===== STUDY TEXT =====
Libya was one of the tyrannies close to the region that has actually used chemical weapons. This was in an attack on neighboring Chad in 1987. Iran supplied the agents in question in exchange for mines and Libya had a chemical weapons plant in Rabta. The Libyan tyrant Muammar Quadaffi also funds biological warfare programs. Libya has however under pressure by the United States abandoned its programs of weapons of mass destruction.

The main terrorist sponsor in the Middle East is however the Iranian tyranny. It has financed the North Korean missile development program. The theocrats in Tehran have also funded the Syrian missile buildup. Iran’s offensive chemical warfare program began in 1983. Its program of biological warfare, commenced in the 1980s, is hidden within the country’s extensive biotechnology and pharmaceutical industries. Most dangerous is the present development of nuclear weapons by Iran.

The three Middle East tyrannies mentioned here are in close contact with extremist Palestinian groups.

These tyrannies have developed their destructive weapons in cooperation with North Korea, which has nuclear, biological and chemical weapons. These could in the hands of international terrorists be a mortal threat to civilization. The tyranny in North Korea regards the United States as the main enemy. In accordance with this view North Korea may well be involved in providing terrorists with weapons of mass destruction.

The other tyranny in East Asia with nuclear, biological and chemical weapons and possibly post-nuclear weapons of nanotechnology, is the People’s Republic of China (PRC). The aggressive China is a threat to Taiwan and the whole region, thus a future strategic problem of the United States. At present PRC is regarded as a partner in negotiations with North Korea but ultimately it is a competitor. (As early as in 2000 the Center for Research on Geopolitics warned of a cooperation between the Chinese tyranny and tyrannies in the Middle East in Research Paper No. 26, “The Global Challenge – A PRC-Islamic Coalition – A Few Notes”). The ongoing war on terrorism resulting in regime changes in the Middle East lessens the risk of a PRC cooperation with tyrannies in the region, but China is still a long term dangerous opponent of the United States. It should be central theme in the study of strategic warning, an art that needs to be developed and further strengthened in America, remembering Pearl Harbor and 9/11.

In the Western hemisphere Cuba is and has been a dangerous tyranny, even after the retirement of Fidel Castro. In the 1960s he allowed nuclear missiles to be stationed on the island threatening the United States. During the 1970s and 1980s the Cuban tyrant provided mercenaries for a number of communist tyrannies in Africa. Castro has also been a regular supporter of terrorism in the past.


It is important when regarding the threat of modern tyrannies to civilization to remember that Niccoló Machiavelli despised the cruelty of tyrants. In the writing on tyranny there are no loose threads, no words picked at random, or errors. His is, along with the writings of Xenophon, the supreme art of teaching on tyranny. When there is strategic thinking on tyrants and their removal in the modern era the best guides are classical authors and their interpreter Machiavelli.

In present U.S. grand strategy the question of remaining dangerous tyrants, tyrannies and regime change ought to be a priority. Foremost of concern are the Middle East tyrannies with weapons of mass destruction. The long term threat is in East Asia with the PRC with North Korea being a more imminent danger..

In ancient times tyrants were often removed through assassination. This option is in modern times no longer available to democracies. Instead the fate of Saddam Hussein is a warning to modern tyrants in for instance Iran, Syria and North Korea. If there is a future regime change in these countries the tyrants there could expect facing the same fate as Saddam Hussein in Iraq.
=====
• WORK INSTRUCTION 1:
According to the text on modern tyrannies, in what year did Iran's offensive chemical warfare program begin?
• WORK INSTRUCTION 2:
Sum up the text on modern tyrannies in two sentences.
The material after this has nothing to do with the text above.
===== DATA EXTRACTS =====
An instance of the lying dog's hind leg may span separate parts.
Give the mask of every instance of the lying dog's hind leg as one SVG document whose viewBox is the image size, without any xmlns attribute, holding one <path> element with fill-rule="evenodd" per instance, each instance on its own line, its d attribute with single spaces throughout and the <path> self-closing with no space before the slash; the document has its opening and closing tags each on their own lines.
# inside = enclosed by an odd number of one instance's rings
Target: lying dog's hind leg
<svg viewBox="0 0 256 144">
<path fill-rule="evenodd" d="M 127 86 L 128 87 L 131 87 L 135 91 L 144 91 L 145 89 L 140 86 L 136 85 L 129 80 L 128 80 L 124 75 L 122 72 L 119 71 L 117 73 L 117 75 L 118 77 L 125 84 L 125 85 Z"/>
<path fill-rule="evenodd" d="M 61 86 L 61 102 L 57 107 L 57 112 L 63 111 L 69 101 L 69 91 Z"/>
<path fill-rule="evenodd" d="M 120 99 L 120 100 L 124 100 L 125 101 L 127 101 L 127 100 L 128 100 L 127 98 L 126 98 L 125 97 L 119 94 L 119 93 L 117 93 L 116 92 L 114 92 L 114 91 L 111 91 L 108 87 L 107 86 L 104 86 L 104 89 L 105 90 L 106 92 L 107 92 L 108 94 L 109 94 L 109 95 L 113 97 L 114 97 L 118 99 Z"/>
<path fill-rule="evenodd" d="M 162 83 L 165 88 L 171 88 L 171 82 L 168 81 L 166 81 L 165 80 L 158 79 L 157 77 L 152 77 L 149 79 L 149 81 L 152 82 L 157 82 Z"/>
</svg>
=====
• RESPONSE 1:
1983.

• RESPONSE 2:
The text surveys tyrannies it calls dangerous, including Libya, Iran, North Korea, the PRC and Cuba, and describes their weapons of mass destruction and their support for terrorism. It argues that dealing with the remaining dangerous tyrants should be a priority in U.S. grand strategy, with the Middle East tyrannies foremost, North Korea the more imminent danger, and the PRC the long-term threat.